[Working data — start]
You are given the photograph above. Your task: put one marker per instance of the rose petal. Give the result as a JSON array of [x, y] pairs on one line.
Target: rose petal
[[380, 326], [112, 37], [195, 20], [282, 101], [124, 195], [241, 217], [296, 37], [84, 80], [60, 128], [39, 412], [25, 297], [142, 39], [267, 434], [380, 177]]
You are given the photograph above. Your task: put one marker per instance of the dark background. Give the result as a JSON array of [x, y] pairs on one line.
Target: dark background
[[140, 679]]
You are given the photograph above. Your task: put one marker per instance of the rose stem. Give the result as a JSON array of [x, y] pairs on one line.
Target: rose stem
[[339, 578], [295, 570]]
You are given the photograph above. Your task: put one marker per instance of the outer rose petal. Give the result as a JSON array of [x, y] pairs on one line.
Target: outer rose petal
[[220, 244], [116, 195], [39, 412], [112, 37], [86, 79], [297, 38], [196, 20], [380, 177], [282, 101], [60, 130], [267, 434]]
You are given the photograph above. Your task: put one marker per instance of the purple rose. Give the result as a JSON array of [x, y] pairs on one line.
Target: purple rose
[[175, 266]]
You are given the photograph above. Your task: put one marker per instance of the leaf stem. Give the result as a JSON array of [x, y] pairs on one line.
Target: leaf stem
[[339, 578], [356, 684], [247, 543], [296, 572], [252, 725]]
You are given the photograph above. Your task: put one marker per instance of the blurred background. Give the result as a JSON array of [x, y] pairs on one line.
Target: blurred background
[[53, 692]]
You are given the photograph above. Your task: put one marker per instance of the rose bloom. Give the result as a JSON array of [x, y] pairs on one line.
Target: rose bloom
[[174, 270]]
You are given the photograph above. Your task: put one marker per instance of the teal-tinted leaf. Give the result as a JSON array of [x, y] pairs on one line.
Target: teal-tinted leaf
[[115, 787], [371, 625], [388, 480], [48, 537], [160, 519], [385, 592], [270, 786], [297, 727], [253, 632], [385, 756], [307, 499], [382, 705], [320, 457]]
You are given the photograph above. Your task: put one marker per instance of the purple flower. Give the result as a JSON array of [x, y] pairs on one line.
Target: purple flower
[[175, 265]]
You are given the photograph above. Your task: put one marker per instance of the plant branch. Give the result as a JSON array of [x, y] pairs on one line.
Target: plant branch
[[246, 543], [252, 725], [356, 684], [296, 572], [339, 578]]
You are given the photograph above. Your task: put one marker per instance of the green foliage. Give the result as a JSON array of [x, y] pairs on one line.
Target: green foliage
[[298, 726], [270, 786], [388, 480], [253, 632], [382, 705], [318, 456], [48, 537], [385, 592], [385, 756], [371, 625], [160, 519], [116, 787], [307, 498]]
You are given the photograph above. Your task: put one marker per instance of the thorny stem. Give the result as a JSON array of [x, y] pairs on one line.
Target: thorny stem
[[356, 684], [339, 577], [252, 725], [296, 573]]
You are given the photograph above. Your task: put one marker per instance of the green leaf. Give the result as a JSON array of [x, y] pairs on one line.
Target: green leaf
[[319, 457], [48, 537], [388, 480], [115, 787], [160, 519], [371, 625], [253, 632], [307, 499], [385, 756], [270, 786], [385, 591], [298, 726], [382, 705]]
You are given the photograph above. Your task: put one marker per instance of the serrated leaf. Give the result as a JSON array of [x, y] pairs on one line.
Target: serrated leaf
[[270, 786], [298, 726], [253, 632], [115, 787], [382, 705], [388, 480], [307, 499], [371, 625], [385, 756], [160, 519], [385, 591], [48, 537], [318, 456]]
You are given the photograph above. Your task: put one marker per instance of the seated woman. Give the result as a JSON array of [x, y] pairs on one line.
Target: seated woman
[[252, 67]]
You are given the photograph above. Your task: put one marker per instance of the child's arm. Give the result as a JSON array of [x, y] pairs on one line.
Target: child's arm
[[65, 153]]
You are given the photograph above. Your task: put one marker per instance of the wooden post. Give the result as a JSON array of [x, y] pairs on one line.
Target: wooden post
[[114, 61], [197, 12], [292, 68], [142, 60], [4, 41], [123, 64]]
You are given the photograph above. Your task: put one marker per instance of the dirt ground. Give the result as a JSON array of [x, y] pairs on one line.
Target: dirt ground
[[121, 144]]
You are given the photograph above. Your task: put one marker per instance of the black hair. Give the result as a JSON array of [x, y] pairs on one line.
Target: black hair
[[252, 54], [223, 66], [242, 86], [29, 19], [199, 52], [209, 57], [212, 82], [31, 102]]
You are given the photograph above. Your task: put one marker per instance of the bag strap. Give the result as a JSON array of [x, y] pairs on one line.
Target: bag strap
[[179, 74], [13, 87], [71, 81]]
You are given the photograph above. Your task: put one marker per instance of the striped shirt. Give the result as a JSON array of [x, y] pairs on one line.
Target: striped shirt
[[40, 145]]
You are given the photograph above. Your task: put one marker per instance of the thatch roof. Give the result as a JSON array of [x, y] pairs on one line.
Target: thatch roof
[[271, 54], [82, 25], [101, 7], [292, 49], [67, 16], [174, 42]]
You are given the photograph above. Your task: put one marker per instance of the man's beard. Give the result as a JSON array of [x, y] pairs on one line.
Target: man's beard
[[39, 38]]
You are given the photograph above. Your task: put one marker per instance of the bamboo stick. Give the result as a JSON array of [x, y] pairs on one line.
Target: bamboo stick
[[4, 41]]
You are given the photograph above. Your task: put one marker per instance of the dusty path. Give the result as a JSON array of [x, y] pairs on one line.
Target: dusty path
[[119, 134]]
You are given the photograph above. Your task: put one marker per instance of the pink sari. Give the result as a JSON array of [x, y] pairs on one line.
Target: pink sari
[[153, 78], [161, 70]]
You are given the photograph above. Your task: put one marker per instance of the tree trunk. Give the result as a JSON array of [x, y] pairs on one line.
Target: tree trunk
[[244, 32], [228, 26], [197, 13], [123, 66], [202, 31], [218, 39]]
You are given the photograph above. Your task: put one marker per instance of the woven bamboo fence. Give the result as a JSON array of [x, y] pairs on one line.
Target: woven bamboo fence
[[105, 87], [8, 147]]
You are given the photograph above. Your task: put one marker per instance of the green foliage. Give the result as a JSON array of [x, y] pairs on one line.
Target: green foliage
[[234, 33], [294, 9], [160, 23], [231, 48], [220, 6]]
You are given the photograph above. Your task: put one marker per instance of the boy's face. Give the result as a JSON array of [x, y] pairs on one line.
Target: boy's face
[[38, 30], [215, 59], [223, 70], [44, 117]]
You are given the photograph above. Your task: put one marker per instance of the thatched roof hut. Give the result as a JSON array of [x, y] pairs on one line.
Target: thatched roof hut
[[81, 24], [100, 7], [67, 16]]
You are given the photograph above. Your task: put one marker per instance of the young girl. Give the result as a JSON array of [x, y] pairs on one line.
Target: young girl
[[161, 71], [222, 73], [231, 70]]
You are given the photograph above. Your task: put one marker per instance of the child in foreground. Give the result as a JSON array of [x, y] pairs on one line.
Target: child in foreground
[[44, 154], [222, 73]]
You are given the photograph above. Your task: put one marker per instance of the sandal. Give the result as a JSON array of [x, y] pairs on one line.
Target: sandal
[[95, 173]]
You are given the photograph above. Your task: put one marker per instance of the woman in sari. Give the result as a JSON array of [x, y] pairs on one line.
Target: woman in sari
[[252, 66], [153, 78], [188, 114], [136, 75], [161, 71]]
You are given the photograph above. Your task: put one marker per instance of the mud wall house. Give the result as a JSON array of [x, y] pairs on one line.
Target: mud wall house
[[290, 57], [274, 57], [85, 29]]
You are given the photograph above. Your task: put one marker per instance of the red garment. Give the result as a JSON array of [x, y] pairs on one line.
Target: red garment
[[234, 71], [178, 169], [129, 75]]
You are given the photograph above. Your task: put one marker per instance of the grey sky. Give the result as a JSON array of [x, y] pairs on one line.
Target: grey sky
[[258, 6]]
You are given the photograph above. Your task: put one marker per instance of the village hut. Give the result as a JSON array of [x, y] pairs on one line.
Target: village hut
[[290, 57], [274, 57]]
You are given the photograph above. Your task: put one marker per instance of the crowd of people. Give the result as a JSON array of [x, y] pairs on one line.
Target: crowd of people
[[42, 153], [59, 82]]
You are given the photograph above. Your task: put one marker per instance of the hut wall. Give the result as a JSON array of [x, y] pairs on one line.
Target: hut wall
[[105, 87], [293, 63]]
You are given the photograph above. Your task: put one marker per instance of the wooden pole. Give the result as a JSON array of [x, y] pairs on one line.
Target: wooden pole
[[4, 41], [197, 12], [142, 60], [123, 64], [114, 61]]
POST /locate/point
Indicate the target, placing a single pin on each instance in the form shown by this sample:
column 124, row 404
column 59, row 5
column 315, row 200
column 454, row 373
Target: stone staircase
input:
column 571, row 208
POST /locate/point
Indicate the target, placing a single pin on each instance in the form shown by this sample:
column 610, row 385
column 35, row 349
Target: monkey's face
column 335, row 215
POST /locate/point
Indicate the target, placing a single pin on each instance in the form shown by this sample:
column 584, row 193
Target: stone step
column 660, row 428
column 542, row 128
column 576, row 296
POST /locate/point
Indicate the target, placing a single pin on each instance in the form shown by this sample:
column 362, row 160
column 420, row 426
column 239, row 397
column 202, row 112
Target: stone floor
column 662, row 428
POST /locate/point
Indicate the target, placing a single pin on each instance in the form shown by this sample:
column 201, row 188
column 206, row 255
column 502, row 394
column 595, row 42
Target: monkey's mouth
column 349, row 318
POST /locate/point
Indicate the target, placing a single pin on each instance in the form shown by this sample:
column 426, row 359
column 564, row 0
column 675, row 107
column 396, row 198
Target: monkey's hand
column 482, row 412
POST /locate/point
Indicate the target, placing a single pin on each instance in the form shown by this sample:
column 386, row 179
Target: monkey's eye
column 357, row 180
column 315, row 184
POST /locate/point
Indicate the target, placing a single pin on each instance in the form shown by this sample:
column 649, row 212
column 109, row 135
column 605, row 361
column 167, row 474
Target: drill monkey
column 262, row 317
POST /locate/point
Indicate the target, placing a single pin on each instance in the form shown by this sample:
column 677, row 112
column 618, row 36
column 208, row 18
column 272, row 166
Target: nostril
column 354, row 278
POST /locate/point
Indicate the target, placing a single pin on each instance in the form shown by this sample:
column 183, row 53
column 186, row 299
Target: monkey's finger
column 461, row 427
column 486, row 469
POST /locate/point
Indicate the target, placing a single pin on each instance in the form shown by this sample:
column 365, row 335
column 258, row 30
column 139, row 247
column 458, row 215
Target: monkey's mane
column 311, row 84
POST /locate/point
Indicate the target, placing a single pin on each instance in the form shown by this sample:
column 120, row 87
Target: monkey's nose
[Working data — finish]
_Task requirements:_ All lines from the one with "Target: stone floor" to the end of the entries above are to be written out exactly, the first and last included.

_Solution:_
Target: stone floor
column 662, row 428
POST /locate/point
Indicate the target, placing a single pin on each instance in the form shown by this sample:
column 201, row 188
column 206, row 255
column 502, row 394
column 595, row 42
Target: monkey's mouth
column 349, row 318
POST /locate/point
Indicate the target, placing a single pin on each instance in the form shown by this sample:
column 426, row 359
column 564, row 0
column 675, row 107
column 396, row 198
Target: monkey's hand
column 482, row 412
POST /locate/point
Indicate the target, placing a single pin on each instance in the form shown by this sample:
column 386, row 179
Target: monkey's eye
column 357, row 180
column 315, row 184
POST /locate/point
Indicate the target, placing a single pin on each instance in the form shown by this sample:
column 649, row 212
column 109, row 135
column 605, row 361
column 167, row 474
Target: drill monkey
column 262, row 317
POST /locate/point
Indicate the target, placing a single pin on each instance in the form shown by this sample:
column 677, row 112
column 618, row 36
column 208, row 18
column 272, row 166
Target: nostril
column 354, row 278
POST /locate/point
Indicate the target, placing a single pin on each instance in the form shown by this sample:
column 183, row 53
column 186, row 299
Target: monkey's finger
column 461, row 427
column 486, row 469
POST /locate/point
Indicate the target, placing a single pin on each instance in the form shown by this sample:
column 365, row 335
column 258, row 30
column 139, row 247
column 458, row 215
Target: monkey's mane
column 311, row 84
POST /locate/point
Indicate the target, placing a single pin on each instance in the form shown by this sample:
column 120, row 87
Target: monkey's nose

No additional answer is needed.